◆ Zu lesender Text ◆

::::::::::

Sehe so spontan keinen Fehler. 
Du sendest ein 0x00 byte... Mehr nicht. Wenn du Infos lesen und schreiben willst, solltest du dir die Befehler dieses Adapters mal genau ansehen. In der Doku ist zu lesen:



> Commands
> The USB-I2C responds to commands sent to it from the PC. There are just three primary
> commands:
> I2CD_CMD (0x53) - This allows you to read or write to I2C devices that do not have
> ...



0x00 steht da nicht dabei. Ich geh mal davon aus dass du schlicht und ergreifend ddie falsche/eine unvollständige Sequenz sendest und gar nix zurück liest...

Was hast du erwartet was passiert wenn du nur 1 byte sendest und dann die Verbindung wieder trennst?

- Alex


----------



## Bega (21. Jun 2010)

Es kam weder eine exception noch eine Reaktion am Adapter. Habe es natürlich auch schon mit anderen zahlen probiert (z.b. 0x01).
Könntest du mir ein Beispiel geben, was ich senden muss, um z.b. die Rote LED aus und ein zu schalten.
Der befehlt ist auf seite 6 zu finden. Bin ehrlich gesagt grad etwas ratlos in der Angelegenheit was ich ihm genau schicken muss damit er reagiert bzw einen befehl aufnimmt.
mfg


----------



## tuxedo (21. Jun 2010)

??? Aber lesen kannst du? Und du weißt auch was I2C ist? Hast du ein I2C Device am Adapter angeschlossen?

Ich geh mal davon aus dass du keins dran hast. Dann kannst du nicht viel tun. Laut Doku würde mit folgender Sequenz die Revision der Firmware des I2C Adapters abfragen:

0x5A für das einleiten eines USB-I2C Commands
0x01 für das Abfragen des Revision
0x00 einfach ein leeres byte
0x00 einfach ein leeres byte

Antwort:

1 einzelnes Byte das die Revision der Firmware wiederspiegelt.

Man kann anscheinend auch die rote LED des Adapters ausschalten und die I/O Leitungen als digitale Eingänge benutzen:

0x5A für das einleiten eines USB-I2C Commands
0x10 Sets I/O pins high/low
0x0E Steuerbyte
0x00 einfach ein leeres byte

Als Antwort wird hier auch ein byte zurück kommen.

Genaueres findet sich in der von dir verlinkten Doku. So, mehr lese ich für dich jetzt nicht. --> RTFM :rtfm:

- Alex


----------



## dhachim (21. Jun 2010)

Uff, wenn dein Thema nicht Java wäre, würde ich dir jetzt zu C oder Dasic raten  
Aber wie Tuxedo schon geschrieben hat, 0x00 bewirkt nix, wenn du es schickst.

::::::::::

◆ Erfasste Daten ◆
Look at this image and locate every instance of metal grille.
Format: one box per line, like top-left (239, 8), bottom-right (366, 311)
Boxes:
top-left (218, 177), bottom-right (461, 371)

::::::::::

◆ Aufgabe ◆
Führe die Forendiskussion zum USB-I2C-Adapter im Anschluss an ihren letzten Satz weiter.

◆ Ergebnis ◆
Im Umgang mit Hardware muss man erst mal lernen, die Datenblätter zu lesen, und zu verstehen. 
Aber spannend isses allemal. Wenn du fertig bist mit dem Projekt würde mich das Ergebnis interessieren. 
Hab mit Java noch nix gemacht in dem Bereich.


----------



## Bega (21. Jun 2010)

Nochmals vielen Dank für die Antworten.

Der von mir oben gepostete Java Code funktioniert also einwandfrei (bis auf den Inhalt des byte[]-arrays, hier müsste rein: (byte)0x5A,(byte)0xC2,(byte)0x0E,(byte)0x00 -> Rote LED aus), das einzige Problem war die Ansprechung mit dem 0x5A. Tuxedo, hast recht. Lesen sollte gelernt sein, leider sind meine Englischkenntnisse nich ausreichen um das komplette Datenblatt zu verstehen und daher hast du mir mit deinen Beispiel sehr weitergeholfen (vielleicht war ich aber auch nur zu unkonzentriert, bis morgen musst das ganze stehn) - Die rote LED war danach aus.

Dhachim, das Java Projekt soll später ein "ferngesteuertes" Auto steuern, desswegen werde ich die Klasse noch in die richtigen Eventhandler einbinden und fertig.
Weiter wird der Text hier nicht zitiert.